**Region annotation items**

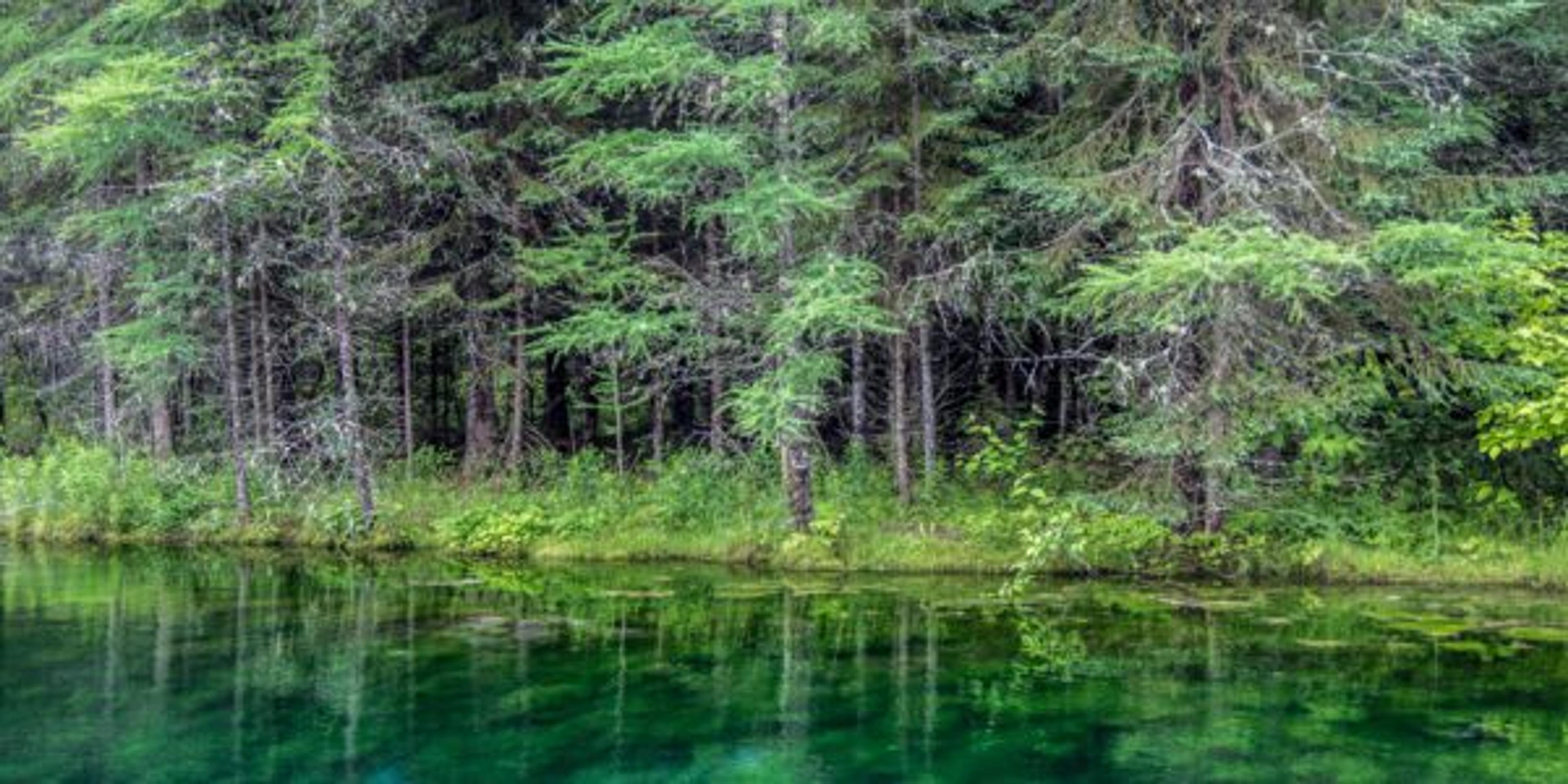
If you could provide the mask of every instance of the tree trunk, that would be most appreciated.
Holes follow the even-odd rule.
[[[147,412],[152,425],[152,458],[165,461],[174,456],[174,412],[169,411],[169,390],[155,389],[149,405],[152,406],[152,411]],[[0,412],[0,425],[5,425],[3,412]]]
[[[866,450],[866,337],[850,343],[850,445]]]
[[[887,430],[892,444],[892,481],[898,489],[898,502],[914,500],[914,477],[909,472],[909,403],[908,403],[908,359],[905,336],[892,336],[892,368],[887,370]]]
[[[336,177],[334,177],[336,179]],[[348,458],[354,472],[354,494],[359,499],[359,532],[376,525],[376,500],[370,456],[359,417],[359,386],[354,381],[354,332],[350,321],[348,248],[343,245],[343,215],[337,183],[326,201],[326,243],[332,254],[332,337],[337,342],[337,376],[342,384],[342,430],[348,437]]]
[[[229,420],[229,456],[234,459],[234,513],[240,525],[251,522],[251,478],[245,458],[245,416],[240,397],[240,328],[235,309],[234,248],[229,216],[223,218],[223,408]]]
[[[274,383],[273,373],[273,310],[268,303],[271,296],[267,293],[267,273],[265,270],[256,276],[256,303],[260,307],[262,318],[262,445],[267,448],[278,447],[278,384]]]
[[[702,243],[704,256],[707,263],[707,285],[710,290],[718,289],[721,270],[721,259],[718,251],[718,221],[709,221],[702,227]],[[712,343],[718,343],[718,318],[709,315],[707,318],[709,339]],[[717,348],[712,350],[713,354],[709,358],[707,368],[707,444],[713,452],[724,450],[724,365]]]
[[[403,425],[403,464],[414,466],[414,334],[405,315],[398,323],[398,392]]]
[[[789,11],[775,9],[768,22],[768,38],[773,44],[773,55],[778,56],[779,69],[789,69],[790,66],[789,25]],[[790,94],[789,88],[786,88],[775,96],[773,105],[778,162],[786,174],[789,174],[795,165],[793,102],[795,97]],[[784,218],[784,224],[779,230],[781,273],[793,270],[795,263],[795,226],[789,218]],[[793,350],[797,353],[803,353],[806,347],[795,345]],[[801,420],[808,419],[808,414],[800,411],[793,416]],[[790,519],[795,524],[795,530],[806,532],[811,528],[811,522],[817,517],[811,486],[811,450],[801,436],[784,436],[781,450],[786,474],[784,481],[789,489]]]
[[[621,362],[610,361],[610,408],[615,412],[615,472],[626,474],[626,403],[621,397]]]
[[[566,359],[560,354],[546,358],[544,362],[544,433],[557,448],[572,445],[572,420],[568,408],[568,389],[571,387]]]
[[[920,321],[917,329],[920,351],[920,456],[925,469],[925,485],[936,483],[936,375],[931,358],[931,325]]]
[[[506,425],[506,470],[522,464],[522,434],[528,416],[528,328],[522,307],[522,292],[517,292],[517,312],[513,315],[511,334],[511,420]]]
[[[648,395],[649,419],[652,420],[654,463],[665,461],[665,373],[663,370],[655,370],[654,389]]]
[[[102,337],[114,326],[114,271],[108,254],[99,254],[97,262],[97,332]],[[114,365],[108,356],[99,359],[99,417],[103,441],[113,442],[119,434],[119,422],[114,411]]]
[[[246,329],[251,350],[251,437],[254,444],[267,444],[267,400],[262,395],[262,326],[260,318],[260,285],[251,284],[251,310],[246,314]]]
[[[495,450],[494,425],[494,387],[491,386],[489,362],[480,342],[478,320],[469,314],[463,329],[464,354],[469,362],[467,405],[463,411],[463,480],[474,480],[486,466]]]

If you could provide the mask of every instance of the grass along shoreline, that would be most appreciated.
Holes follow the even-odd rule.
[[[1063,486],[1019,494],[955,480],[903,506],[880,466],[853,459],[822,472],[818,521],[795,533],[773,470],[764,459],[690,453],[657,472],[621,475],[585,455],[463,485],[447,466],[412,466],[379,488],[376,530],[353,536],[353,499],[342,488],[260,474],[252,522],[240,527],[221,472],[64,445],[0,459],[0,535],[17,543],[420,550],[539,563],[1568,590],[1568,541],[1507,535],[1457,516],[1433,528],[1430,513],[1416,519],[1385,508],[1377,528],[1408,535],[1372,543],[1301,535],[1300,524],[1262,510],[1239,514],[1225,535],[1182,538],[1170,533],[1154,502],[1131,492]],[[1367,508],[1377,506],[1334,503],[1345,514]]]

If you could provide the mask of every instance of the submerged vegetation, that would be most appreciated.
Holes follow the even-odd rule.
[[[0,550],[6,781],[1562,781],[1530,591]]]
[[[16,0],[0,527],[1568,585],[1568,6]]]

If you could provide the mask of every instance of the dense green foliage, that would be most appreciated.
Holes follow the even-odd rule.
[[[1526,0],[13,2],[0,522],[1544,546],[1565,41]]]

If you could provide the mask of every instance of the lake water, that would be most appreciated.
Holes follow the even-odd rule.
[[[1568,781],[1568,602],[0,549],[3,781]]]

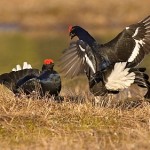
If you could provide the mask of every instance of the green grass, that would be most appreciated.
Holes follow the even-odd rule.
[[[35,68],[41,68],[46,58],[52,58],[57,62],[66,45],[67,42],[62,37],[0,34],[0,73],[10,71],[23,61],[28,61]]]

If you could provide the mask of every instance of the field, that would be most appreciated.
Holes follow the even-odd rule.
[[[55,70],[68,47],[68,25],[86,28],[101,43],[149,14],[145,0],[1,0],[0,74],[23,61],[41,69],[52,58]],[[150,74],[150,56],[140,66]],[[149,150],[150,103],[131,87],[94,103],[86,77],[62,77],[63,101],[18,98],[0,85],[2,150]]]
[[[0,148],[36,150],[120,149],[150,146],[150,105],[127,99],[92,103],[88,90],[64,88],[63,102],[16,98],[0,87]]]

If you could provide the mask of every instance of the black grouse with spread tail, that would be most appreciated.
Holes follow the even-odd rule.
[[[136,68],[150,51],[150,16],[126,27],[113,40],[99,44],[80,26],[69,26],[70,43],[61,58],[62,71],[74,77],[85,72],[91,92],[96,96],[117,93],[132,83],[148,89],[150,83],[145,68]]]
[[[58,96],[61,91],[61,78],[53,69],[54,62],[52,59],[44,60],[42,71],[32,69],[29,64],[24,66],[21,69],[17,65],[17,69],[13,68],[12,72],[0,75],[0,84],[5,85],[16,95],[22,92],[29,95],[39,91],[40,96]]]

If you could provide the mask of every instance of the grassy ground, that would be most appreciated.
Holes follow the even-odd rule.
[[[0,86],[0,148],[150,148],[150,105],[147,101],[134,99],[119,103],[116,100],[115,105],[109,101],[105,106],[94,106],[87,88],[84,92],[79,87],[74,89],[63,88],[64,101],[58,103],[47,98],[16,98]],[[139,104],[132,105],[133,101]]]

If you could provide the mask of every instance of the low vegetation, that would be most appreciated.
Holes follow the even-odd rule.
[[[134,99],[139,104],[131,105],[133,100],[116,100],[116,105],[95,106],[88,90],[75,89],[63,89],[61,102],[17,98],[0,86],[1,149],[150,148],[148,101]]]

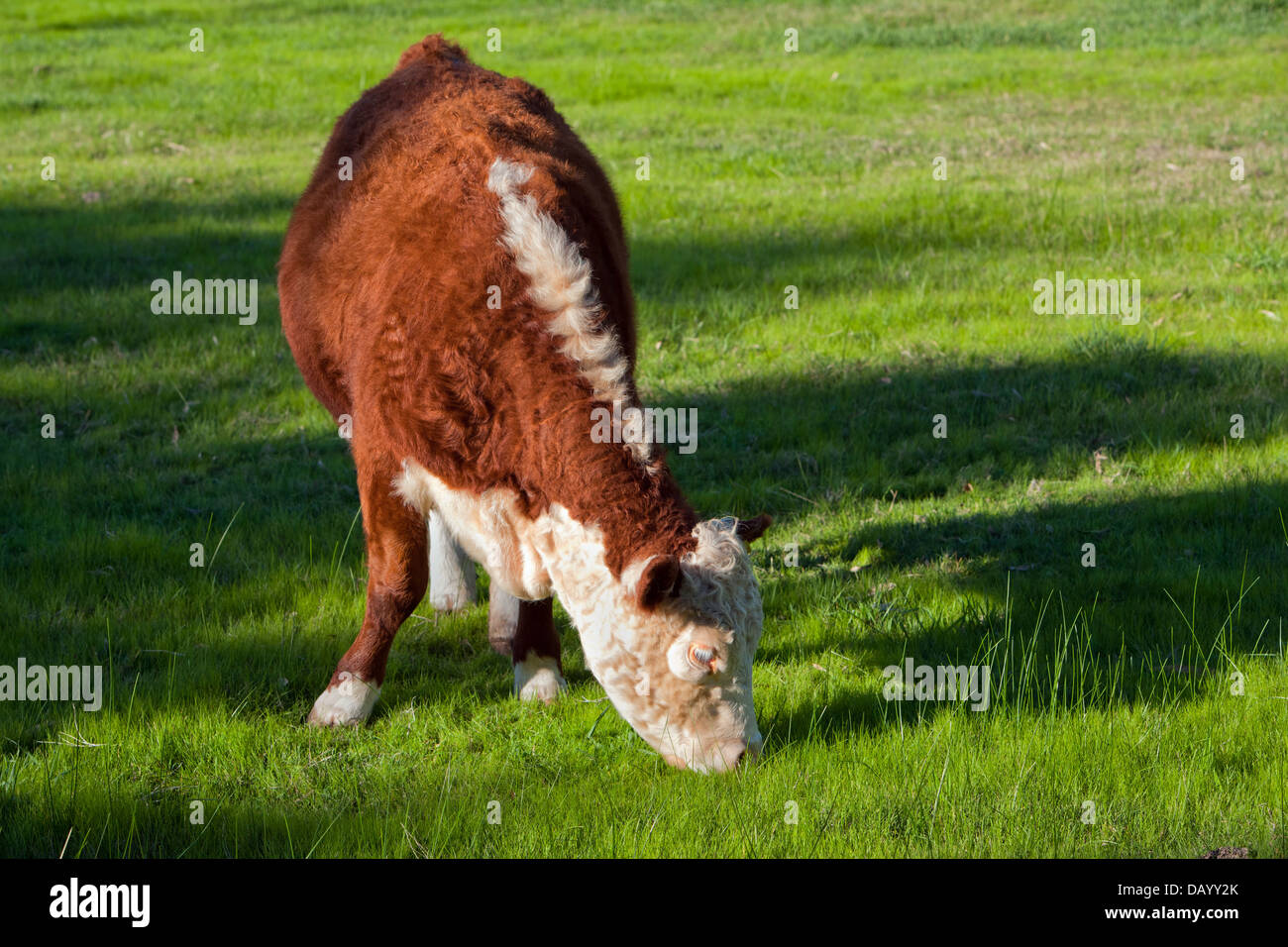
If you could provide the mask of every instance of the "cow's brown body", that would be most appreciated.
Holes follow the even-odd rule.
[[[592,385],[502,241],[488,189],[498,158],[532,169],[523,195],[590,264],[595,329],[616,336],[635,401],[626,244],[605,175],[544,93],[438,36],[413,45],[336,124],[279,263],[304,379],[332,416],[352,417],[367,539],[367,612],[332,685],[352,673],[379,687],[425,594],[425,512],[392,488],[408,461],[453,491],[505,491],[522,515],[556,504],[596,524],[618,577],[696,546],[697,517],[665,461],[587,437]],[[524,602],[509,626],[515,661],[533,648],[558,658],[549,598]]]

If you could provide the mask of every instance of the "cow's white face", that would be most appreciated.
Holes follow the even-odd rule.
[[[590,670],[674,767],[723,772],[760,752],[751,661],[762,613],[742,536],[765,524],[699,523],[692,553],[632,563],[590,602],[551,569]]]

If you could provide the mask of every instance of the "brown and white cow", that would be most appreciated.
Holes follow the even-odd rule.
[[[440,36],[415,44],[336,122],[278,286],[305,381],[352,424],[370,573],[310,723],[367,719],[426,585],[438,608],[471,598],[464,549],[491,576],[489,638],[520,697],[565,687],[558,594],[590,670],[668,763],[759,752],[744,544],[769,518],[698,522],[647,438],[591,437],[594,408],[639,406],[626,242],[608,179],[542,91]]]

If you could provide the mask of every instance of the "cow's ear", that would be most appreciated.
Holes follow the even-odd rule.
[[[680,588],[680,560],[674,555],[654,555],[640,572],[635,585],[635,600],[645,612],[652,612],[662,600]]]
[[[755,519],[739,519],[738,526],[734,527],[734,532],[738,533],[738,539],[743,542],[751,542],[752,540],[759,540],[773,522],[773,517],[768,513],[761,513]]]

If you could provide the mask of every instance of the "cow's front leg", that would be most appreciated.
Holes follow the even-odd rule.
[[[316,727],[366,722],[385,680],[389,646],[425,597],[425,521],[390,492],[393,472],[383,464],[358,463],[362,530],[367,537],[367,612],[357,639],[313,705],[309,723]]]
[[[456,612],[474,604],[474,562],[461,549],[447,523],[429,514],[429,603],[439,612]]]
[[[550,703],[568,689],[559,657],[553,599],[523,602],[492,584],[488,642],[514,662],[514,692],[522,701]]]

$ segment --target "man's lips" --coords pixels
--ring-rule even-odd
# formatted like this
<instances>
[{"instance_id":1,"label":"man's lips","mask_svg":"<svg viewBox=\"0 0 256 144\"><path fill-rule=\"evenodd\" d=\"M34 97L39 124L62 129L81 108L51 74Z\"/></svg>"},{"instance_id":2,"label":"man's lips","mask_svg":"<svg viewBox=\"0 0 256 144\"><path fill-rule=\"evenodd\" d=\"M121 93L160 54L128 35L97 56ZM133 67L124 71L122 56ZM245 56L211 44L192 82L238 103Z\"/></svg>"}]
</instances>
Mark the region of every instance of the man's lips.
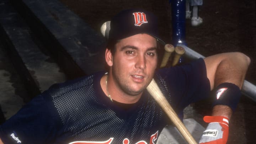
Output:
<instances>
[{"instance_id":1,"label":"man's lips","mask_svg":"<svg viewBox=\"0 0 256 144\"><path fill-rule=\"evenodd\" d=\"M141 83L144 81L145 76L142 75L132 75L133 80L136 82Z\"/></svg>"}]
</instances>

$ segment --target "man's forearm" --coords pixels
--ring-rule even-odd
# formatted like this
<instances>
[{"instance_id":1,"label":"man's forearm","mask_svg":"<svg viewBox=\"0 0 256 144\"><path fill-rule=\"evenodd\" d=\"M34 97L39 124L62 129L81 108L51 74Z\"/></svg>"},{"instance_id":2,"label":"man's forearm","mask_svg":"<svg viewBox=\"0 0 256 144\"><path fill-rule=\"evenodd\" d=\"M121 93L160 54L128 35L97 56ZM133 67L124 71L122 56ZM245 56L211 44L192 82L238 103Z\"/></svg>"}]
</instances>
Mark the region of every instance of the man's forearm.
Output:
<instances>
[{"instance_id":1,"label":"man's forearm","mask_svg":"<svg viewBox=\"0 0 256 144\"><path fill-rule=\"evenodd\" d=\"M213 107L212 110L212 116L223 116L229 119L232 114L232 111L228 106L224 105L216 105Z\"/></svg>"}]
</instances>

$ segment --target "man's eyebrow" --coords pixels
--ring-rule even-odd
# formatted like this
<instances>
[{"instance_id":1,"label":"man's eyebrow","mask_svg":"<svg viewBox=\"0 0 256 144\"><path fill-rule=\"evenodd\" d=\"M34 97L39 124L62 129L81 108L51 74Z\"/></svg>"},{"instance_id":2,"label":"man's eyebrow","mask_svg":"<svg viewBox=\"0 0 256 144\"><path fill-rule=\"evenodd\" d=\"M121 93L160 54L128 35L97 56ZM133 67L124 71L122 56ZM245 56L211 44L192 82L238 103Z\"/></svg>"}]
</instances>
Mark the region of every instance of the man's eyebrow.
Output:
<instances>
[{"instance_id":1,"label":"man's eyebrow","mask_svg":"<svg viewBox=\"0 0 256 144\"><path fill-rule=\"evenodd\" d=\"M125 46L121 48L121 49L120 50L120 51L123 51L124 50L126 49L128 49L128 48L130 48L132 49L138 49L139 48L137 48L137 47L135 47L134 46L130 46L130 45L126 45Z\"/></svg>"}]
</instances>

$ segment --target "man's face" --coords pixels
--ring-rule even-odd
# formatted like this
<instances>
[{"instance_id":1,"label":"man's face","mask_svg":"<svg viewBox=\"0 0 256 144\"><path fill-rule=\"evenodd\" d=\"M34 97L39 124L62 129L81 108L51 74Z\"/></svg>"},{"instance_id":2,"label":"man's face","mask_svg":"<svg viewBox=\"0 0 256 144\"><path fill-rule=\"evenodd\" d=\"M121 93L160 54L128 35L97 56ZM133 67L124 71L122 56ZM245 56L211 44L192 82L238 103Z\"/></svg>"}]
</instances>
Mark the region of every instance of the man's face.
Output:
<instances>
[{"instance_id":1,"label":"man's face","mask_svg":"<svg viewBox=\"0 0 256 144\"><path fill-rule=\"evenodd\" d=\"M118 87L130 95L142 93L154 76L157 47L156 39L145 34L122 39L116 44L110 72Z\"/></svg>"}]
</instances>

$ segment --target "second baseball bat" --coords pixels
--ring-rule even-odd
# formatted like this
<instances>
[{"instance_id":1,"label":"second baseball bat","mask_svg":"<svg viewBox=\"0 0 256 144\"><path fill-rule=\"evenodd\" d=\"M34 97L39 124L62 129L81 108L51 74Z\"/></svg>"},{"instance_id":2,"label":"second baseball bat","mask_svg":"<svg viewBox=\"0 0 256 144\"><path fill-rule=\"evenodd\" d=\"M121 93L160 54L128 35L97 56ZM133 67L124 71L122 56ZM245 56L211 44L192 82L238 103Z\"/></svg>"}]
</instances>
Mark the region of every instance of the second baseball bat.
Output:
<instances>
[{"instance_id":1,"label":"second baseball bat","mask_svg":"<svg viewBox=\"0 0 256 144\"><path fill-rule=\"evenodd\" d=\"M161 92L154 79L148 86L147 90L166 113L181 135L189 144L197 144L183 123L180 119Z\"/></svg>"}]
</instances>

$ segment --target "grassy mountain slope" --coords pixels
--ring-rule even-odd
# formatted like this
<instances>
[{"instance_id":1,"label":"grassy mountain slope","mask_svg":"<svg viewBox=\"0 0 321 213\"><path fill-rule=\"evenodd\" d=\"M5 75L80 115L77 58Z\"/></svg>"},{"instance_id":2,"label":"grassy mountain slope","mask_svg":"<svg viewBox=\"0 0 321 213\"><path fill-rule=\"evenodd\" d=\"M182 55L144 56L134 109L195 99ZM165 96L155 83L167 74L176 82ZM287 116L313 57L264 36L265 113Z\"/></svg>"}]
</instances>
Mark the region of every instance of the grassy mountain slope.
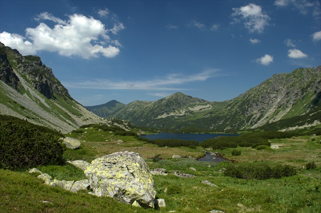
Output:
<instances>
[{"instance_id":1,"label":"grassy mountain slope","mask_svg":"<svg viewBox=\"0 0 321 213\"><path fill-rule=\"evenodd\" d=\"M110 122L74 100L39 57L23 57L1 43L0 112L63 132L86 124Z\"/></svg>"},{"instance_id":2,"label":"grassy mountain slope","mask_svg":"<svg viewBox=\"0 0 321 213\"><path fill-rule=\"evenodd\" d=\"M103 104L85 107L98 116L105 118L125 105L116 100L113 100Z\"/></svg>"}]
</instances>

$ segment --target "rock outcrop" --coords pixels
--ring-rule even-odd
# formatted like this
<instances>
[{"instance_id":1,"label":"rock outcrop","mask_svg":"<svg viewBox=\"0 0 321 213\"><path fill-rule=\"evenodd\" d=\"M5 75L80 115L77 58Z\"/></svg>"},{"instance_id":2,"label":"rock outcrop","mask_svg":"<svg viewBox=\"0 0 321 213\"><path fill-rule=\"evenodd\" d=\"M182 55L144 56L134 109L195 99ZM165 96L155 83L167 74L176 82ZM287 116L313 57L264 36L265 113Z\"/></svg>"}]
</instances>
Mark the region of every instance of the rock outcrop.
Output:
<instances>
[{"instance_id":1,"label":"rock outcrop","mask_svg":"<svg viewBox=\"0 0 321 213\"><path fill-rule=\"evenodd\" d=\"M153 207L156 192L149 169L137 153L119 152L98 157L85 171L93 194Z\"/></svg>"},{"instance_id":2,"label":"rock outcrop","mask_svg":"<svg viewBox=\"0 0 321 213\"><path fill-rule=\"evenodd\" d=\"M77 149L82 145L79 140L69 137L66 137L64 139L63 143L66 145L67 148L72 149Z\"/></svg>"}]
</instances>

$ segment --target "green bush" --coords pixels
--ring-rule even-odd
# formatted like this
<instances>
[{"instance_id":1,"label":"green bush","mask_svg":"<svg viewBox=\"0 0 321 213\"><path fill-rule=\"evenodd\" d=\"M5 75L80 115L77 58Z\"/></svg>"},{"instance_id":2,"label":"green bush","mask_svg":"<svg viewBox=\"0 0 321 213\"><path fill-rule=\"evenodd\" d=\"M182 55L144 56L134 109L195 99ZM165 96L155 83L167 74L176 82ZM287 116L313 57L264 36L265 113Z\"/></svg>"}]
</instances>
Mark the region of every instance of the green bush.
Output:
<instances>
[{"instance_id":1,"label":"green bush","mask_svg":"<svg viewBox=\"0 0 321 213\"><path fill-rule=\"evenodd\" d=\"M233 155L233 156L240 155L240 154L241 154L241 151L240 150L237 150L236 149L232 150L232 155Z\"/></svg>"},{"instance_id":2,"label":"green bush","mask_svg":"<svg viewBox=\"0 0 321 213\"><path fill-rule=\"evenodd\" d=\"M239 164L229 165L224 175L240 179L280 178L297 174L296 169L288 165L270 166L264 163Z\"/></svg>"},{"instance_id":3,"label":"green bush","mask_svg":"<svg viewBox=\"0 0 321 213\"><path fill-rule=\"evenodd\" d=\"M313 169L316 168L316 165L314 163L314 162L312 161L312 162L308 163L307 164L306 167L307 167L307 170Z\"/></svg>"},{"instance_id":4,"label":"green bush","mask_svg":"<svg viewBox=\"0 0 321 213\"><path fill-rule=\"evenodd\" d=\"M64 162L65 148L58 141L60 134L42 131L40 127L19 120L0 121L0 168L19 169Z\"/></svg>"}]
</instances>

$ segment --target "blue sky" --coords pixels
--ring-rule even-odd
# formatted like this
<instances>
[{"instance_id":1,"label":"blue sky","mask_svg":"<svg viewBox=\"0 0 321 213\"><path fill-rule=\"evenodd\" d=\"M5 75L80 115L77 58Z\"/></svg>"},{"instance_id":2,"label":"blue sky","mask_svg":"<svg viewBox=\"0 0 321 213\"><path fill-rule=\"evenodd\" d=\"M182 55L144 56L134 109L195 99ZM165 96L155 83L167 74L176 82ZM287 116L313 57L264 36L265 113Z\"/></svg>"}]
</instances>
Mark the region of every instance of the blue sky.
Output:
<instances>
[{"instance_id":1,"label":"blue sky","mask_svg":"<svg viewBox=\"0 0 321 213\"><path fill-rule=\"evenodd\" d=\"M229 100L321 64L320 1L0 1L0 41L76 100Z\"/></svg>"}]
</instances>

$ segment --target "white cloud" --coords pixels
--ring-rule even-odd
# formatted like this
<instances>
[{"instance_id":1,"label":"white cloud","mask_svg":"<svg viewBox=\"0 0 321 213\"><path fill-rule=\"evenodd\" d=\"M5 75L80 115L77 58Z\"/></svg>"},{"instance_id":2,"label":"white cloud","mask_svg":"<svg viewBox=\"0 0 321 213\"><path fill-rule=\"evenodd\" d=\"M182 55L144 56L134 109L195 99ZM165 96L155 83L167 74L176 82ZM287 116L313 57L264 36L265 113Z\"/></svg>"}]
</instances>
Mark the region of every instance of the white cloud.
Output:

**PROBLEM TO WORK ON**
Count the lines in the listing above that contain the word "green". Reply with the number only.

**PROBLEM SOLUTION**
6